(What to do): Format the records as a numbered list, starting at the line that contains "fedora. Report bounding box coordinates for each one." and ending at the line that contains "[245,122,273,268]", with both of those lines included. Omit any blank lines.

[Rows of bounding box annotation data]
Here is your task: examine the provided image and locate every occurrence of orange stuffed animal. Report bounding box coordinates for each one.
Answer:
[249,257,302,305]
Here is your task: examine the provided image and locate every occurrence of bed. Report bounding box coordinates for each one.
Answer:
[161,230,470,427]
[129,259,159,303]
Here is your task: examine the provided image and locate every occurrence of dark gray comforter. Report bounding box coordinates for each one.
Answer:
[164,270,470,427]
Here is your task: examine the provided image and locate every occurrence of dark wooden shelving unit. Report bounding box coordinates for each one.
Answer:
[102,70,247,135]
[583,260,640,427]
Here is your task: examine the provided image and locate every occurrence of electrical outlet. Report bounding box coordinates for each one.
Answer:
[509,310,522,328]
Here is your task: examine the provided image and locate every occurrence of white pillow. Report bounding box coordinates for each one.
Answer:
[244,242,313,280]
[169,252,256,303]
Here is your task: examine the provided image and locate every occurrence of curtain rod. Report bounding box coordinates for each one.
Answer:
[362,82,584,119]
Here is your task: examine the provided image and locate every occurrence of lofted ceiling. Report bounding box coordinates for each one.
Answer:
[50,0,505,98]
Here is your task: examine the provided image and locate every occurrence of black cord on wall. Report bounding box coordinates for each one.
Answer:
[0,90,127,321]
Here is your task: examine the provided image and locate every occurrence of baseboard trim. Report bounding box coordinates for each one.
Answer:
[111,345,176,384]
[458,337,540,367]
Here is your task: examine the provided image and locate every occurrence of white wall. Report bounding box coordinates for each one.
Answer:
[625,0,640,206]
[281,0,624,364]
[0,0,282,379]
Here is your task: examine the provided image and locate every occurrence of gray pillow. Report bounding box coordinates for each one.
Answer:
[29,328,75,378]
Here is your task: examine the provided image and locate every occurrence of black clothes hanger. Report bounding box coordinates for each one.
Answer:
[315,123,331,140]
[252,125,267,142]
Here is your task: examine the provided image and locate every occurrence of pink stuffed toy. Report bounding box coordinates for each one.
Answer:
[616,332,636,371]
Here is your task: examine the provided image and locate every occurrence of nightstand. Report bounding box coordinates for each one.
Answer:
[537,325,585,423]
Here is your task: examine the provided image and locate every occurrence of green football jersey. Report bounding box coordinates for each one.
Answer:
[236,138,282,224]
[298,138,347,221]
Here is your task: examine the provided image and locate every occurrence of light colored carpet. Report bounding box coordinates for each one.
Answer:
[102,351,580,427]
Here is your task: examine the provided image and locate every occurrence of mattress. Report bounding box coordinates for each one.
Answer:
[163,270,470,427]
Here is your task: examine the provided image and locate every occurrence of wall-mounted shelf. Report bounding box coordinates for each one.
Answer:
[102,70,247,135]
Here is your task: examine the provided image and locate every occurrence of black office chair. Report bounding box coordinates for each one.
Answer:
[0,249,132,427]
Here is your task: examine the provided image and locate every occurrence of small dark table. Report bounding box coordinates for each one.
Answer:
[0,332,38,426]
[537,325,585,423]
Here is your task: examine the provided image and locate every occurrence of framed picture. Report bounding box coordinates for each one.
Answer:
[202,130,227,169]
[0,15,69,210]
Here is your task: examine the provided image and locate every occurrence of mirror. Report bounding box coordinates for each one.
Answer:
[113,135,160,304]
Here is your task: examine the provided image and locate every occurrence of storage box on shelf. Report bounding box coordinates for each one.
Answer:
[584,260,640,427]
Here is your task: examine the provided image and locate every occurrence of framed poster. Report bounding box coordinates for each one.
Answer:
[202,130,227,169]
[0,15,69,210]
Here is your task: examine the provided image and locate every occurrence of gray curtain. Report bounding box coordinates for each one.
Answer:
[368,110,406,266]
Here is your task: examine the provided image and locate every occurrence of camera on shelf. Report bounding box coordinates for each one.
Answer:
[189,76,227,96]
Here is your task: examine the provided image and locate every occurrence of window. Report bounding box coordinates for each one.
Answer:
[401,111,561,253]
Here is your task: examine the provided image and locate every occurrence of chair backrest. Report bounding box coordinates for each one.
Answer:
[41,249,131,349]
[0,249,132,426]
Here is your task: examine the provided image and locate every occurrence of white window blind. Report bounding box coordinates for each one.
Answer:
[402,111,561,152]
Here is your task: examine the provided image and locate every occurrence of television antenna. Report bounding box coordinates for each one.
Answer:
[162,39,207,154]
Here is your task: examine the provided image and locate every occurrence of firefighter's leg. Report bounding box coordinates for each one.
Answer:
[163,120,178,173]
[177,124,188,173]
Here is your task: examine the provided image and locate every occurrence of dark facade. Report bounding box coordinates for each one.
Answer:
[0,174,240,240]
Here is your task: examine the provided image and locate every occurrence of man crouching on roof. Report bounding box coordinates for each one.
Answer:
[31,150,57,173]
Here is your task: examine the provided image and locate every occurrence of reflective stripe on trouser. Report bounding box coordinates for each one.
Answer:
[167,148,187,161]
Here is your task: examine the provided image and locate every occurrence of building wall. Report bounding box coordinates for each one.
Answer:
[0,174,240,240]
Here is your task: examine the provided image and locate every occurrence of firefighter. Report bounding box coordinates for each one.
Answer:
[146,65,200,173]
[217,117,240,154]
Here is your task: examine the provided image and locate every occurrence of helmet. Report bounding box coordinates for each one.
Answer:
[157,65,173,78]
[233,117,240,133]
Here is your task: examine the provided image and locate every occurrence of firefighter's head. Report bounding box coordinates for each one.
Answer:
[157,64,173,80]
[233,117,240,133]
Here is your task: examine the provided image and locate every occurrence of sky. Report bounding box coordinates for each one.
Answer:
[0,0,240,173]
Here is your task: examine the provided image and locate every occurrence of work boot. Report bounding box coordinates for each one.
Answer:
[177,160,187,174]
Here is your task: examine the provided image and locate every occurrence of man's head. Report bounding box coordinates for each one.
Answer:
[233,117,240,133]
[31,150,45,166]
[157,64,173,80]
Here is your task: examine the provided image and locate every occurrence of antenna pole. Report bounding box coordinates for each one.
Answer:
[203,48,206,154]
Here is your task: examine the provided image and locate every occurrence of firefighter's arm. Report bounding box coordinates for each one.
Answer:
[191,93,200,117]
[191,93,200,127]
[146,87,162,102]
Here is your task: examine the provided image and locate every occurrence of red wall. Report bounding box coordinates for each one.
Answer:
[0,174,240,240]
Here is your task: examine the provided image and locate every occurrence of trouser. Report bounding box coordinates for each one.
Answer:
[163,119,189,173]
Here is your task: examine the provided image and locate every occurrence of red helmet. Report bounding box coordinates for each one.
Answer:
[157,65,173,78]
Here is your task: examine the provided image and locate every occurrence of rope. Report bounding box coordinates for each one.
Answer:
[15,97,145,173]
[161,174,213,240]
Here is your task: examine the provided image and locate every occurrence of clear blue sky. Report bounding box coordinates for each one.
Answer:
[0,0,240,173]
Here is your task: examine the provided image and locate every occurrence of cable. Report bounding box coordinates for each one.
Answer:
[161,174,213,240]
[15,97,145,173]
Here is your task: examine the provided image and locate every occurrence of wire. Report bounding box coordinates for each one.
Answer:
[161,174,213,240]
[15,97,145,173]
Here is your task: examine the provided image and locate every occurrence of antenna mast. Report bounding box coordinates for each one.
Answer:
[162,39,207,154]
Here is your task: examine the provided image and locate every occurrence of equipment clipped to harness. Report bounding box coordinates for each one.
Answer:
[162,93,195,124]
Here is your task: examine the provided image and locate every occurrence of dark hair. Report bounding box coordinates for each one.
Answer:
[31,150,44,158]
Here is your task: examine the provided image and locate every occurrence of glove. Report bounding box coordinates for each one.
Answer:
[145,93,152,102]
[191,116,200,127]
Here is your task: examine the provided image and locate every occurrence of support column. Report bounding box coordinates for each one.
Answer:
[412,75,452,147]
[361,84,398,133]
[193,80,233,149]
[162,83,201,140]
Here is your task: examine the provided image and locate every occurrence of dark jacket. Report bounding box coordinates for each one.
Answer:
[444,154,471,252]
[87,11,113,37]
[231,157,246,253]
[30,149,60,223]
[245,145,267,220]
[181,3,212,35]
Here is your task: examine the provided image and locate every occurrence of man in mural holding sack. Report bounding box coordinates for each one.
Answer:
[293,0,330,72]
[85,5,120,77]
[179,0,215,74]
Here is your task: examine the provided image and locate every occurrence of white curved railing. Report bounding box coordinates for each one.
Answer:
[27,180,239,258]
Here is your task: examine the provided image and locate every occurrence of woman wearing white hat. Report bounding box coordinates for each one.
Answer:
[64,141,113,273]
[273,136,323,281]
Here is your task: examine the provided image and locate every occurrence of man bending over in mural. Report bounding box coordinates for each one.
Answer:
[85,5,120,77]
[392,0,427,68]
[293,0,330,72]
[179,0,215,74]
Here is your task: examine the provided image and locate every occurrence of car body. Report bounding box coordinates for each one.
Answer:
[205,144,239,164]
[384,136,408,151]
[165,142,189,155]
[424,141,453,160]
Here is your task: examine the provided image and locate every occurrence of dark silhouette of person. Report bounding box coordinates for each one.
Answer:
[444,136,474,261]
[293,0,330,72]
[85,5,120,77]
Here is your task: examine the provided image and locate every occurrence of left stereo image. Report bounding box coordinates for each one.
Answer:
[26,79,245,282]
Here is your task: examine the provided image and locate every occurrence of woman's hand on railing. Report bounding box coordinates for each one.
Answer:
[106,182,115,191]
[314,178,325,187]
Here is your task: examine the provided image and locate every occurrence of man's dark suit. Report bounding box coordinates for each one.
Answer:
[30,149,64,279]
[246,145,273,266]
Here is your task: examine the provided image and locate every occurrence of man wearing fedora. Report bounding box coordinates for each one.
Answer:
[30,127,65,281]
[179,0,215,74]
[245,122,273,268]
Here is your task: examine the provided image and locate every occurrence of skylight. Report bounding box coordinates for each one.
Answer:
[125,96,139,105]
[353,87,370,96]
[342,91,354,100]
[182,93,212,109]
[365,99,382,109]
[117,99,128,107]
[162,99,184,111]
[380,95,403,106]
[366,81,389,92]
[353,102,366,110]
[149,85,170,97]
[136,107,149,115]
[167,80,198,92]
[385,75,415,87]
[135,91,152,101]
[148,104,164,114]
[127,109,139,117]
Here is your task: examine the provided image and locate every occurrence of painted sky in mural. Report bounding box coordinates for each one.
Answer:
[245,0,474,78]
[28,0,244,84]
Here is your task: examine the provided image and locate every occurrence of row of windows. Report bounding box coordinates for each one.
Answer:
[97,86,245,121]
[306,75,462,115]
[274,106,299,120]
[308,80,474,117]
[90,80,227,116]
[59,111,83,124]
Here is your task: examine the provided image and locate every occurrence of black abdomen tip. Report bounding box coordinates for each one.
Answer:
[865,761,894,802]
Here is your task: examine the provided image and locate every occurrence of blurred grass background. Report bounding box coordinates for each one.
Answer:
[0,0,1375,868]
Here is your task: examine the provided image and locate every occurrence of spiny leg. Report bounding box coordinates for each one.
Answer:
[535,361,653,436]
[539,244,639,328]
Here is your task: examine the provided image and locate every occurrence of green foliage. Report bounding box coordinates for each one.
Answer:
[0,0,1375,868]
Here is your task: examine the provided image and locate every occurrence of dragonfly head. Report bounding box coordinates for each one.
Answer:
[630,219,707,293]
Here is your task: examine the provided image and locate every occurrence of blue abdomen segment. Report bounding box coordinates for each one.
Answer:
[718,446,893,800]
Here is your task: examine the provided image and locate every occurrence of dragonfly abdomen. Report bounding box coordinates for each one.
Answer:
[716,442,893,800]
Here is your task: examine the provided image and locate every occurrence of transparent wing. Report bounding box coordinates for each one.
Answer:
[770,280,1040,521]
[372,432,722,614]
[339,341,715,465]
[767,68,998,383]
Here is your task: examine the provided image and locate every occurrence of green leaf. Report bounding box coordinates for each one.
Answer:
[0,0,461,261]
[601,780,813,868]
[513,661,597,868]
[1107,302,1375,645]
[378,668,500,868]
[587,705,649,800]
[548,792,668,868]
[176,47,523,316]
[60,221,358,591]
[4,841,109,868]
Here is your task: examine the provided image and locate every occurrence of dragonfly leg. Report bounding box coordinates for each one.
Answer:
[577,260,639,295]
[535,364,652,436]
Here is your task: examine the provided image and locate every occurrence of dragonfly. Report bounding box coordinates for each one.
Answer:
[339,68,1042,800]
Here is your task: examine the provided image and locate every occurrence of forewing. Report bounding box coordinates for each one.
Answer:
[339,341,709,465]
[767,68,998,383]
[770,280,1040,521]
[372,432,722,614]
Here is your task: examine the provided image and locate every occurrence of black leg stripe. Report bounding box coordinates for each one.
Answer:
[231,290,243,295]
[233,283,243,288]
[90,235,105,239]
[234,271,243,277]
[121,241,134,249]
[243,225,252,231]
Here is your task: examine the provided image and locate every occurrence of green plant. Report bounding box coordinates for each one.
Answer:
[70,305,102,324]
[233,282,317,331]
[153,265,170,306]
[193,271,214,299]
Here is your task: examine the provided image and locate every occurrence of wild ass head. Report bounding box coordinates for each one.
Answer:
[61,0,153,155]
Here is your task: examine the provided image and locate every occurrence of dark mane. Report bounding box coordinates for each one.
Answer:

(Expected answer):
1. Here is your task: examine the provided image and locate every occurrence of man wearing fedora. Report bounding box coordinates for each one.
2. Answer:
3. [30,127,65,281]
4. [179,0,215,74]
5. [245,122,273,268]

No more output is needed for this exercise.